**Natural language region descriptions:**
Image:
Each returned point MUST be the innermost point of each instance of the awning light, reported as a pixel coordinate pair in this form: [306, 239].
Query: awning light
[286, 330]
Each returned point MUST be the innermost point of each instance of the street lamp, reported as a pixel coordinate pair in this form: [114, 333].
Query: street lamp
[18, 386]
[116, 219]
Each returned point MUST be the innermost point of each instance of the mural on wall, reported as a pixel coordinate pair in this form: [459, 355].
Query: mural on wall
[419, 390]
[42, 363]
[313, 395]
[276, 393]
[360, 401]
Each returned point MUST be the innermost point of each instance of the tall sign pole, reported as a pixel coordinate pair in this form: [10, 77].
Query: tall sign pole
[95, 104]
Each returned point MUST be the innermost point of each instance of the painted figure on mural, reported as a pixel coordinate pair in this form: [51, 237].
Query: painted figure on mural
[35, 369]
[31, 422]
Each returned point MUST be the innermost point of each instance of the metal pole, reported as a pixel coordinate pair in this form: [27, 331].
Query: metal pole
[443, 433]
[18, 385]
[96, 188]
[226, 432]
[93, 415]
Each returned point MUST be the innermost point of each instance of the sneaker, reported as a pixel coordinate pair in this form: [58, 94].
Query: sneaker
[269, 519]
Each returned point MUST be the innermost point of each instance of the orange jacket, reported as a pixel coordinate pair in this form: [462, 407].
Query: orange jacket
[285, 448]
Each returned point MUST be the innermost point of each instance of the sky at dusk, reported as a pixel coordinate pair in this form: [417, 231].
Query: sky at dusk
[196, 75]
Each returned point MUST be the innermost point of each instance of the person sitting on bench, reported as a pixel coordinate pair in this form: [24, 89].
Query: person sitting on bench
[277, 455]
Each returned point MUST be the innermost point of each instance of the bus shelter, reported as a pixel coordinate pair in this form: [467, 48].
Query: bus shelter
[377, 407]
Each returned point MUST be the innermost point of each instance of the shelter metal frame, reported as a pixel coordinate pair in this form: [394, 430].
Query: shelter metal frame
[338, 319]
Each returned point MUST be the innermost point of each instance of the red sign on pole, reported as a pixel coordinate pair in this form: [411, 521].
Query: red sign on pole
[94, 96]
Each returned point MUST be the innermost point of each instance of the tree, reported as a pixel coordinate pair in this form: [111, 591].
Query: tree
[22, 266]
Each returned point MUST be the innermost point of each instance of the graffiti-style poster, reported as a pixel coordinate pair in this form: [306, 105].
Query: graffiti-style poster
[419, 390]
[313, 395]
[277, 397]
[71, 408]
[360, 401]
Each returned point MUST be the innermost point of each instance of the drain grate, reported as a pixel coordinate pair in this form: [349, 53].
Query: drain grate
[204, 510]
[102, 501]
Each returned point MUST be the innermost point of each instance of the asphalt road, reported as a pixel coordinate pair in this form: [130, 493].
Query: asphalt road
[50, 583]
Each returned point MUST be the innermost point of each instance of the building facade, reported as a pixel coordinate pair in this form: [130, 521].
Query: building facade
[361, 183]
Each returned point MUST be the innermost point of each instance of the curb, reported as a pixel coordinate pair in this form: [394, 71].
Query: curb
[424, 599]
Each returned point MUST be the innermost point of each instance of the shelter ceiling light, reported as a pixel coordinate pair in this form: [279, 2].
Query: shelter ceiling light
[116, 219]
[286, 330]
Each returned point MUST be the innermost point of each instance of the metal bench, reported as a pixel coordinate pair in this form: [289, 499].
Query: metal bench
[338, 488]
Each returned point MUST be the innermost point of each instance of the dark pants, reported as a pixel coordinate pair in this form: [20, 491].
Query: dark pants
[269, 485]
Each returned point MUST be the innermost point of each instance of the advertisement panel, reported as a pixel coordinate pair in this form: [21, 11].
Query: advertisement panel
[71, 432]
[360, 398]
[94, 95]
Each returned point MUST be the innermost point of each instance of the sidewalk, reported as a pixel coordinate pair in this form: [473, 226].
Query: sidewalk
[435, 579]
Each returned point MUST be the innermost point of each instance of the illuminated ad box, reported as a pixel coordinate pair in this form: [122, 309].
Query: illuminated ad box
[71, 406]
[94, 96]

**WHAT THE TASK ASKS:**
With the line that contains "form: [306, 105]." as the start, output every line through the end of the entries exactly. Add no other lines.

**SOLVED PROBLEM:**
Each returned point MUST be the innermost point of each instance of the graffiti-style poster, reported as a pixel coordinate pair in this form: [306, 105].
Query: graffiti-style poster
[419, 390]
[313, 395]
[277, 397]
[71, 408]
[360, 401]
Each returned point MUST be the innermost point of each instance of the drain grate, reported as a pixel coordinate pair in this form: [349, 53].
Query: drain grate
[204, 510]
[102, 501]
Each returned point MUST be the innermost point of each instance of the asphalt road, reported as a pixel coordinate pair in this form: [130, 493].
Query: asphalt road
[50, 583]
Each returned point MUST be the innermost point of each instance of the building facade, reported as a pixel coordinate pair in this form: [130, 521].
Query: building facade
[361, 183]
Each returned point MUST be the innermost point of each instance of the curb, reported as a pixel coordinate pair in this form: [394, 71].
Query: curb
[424, 599]
Each returned point MUST be the innermost point of each instance of the shelter ceiling light, reported as a pixel coordinate pair in this form: [279, 2].
Query: shelter ceiling light
[116, 219]
[286, 330]
Each returned point MUST be the innermost point of each instance of the metal bench, reported as a pixel coordinate pair in this form: [289, 499].
Query: metal bench
[338, 488]
Each returned point MUST be the innermost point of each instance of the dark pants, reported as a pixel coordinate pair in this form: [20, 491].
Query: dark pants
[269, 485]
Each returned point MUST be the innermost point of each instance of the advertisement panel, reported as a pixel coordinate pair in this form: [21, 11].
Query: advertisement panel
[71, 432]
[360, 398]
[94, 95]
Each returned point MUST be the innermost point of each instance of the sidewalk, reported as a pixel coordinate pair in this form: [473, 226].
Query: sidewalk
[435, 579]
Each returned point MUST be the innermost point of each instance of the illuminated ad box, reported as a pixel coordinate pair in this form: [122, 309].
Query: illuminated ad box
[71, 406]
[94, 96]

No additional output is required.